↓↓↓
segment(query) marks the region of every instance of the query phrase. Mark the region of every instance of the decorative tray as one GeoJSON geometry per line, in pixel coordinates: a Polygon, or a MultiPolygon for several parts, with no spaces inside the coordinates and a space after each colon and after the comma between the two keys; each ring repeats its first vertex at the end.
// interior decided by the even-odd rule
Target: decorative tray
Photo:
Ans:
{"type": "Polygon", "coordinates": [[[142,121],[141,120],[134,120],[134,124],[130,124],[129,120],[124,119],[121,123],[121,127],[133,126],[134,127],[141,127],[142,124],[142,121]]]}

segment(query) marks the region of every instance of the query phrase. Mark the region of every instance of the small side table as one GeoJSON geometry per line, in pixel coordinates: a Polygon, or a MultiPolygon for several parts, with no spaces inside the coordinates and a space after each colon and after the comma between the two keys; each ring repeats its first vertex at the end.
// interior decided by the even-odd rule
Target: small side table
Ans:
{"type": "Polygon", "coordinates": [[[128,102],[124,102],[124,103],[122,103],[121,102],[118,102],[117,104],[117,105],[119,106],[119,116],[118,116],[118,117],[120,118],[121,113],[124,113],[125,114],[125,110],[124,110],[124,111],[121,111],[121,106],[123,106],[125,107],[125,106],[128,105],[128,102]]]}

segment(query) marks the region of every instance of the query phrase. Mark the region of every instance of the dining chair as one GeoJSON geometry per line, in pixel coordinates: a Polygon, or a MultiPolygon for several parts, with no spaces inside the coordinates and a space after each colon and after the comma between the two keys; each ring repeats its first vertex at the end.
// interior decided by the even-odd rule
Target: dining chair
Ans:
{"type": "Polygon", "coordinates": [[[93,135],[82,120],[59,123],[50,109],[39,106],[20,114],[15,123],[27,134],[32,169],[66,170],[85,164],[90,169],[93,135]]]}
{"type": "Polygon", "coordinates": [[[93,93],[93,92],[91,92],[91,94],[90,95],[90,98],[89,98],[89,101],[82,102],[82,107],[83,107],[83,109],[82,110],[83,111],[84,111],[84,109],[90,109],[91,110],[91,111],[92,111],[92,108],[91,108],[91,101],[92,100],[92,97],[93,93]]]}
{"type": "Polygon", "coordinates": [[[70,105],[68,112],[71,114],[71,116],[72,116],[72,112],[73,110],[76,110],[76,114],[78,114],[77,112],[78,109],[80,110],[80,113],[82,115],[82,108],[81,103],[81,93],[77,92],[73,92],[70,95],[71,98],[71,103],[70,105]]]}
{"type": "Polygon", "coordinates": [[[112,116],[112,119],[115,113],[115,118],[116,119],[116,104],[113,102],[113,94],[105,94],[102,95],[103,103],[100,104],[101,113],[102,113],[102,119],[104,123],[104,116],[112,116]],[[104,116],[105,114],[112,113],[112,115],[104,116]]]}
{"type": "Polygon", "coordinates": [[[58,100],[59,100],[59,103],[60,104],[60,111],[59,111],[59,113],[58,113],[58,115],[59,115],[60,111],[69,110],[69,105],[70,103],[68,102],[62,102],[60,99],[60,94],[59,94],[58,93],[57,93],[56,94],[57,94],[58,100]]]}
↑↑↑
Exercise details
Above are some records; extract every one of them exactly.

Full solution
segment(query) marks the region of every instance of the query phrase. Mark the region of every instance of the decorative tray as one GeoJSON geometry per line, in pixel coordinates: a Polygon, or a MultiPolygon for several parts, with no spaces inside the coordinates and a space after each colon and after the comma between the two keys; each ring repeats its first vertex at the end.
// interior decided by the even-odd rule
Target: decorative tray
Photo:
Ans:
{"type": "Polygon", "coordinates": [[[142,121],[141,120],[134,120],[134,124],[130,124],[129,120],[124,119],[121,123],[121,127],[133,126],[134,127],[141,127],[142,124],[142,121]]]}

segment(query) marks the region of every instance of the query phrase. Mark the region of every instance of the small side table as one GeoJSON geometry per line, in pixel coordinates: a Polygon, or a MultiPolygon for several parts, with no spaces inside the coordinates and a space after each colon and after the comma between the two keys; each ring repeats its first vertex at the end.
// interior decided by the even-odd rule
Target: small side table
Ans:
{"type": "Polygon", "coordinates": [[[128,102],[124,102],[124,103],[122,103],[121,102],[118,102],[117,104],[117,105],[119,106],[119,116],[118,116],[118,117],[120,118],[121,113],[124,113],[125,114],[125,110],[124,110],[124,111],[121,111],[121,106],[123,106],[125,107],[125,106],[128,105],[128,102]]]}

segment(query) marks the region of every instance of the query phrase. Mark the region of every instance of the dining chair as one GeoJSON geometry per line, in pixel coordinates: a Polygon, or a MultiPolygon for several parts, with no spaces inside the coordinates and a space after each colon and after the comma between the two keys; each ring repeats its first vertex at the end.
// interior decided by the even-odd rule
Target: dining chair
Ans:
{"type": "Polygon", "coordinates": [[[93,135],[82,120],[59,123],[50,109],[39,106],[20,114],[15,123],[27,134],[32,169],[66,170],[85,164],[90,169],[93,135]]]}
{"type": "Polygon", "coordinates": [[[93,93],[93,92],[91,92],[91,94],[90,95],[90,98],[89,98],[89,101],[82,102],[82,107],[83,107],[83,109],[82,110],[83,111],[84,111],[84,109],[90,109],[91,110],[91,111],[92,111],[92,108],[91,108],[91,101],[92,100],[92,97],[93,93]]]}
{"type": "Polygon", "coordinates": [[[70,105],[68,112],[71,114],[71,116],[72,116],[72,112],[73,110],[76,110],[76,114],[78,114],[77,112],[78,109],[80,110],[80,113],[82,115],[82,108],[81,103],[81,93],[77,92],[73,92],[70,95],[71,98],[71,103],[70,105]]]}
{"type": "Polygon", "coordinates": [[[112,116],[112,119],[115,113],[115,118],[116,119],[116,104],[113,102],[113,94],[105,94],[102,95],[103,103],[100,104],[101,113],[102,113],[102,119],[104,123],[104,116],[112,116]],[[104,116],[105,114],[112,113],[112,115],[104,116]]]}
{"type": "Polygon", "coordinates": [[[58,100],[59,100],[59,103],[60,104],[60,111],[59,111],[59,113],[58,113],[58,115],[59,115],[60,111],[69,110],[69,105],[70,103],[68,102],[62,102],[60,99],[60,94],[59,94],[58,93],[57,93],[56,94],[57,94],[58,100]]]}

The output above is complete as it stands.